[Teks Bacaan]
----

Selanjutnya NPC (standing commite of China’s National People’s Congress) mengirimkan pesan kepada Taiwan. Pada tanggal 30 September 1981, Ye Yiajin, ketua NPC mengumumkan sembilan proposal untuk mengatasi permasalahan Taiwan, yang dikenal sebagai ‘Inisiatif Beijing’. Inisiatif tersebut isinya adalah sebagai berikut:

1. Pelepasan perdagangan dan komunikasi antara Taiwan dan RRC. Dengan cara ini China berharap komunikasi yang sebelumnya membeku dapat dicairkan. Komunikasi tersebut dilakukan secara formal mau pun non-formal. Cara non-formal dilakukan melalui dibukanya hubungan bisnis dengan kalangan pebisnis dari Taiwan.

2. Otonomi untuk Taiwan dan hak untuk membentuk angkatan bersenjata bagi Taiwan.

----

[Daftar Data]
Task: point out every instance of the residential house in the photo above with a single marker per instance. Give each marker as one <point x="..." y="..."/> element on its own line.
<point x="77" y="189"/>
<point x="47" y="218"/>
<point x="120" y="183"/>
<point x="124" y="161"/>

----

[Petunjuk Latihan] Salinlah dengan tepat bagian teks tentang Inisiatif Beijing, mulai dari "1. Pelepasan perdagangan" sampai dengan "pebisnis dari Taiwan.".

[Jawaban Soal]
1. Pelepasan perdagangan dan komunikasi antara Taiwan dan RRC. Dengan cara ini China berharap komunikasi yang sebelumnya membeku dapat dicairkan. Komunikasi tersebut dilakukan secara formal mau pun non-formal. Cara non-formal dilakukan melalui dibukanya hubungan bisnis dengan kalangan pebisnis dari Taiwan.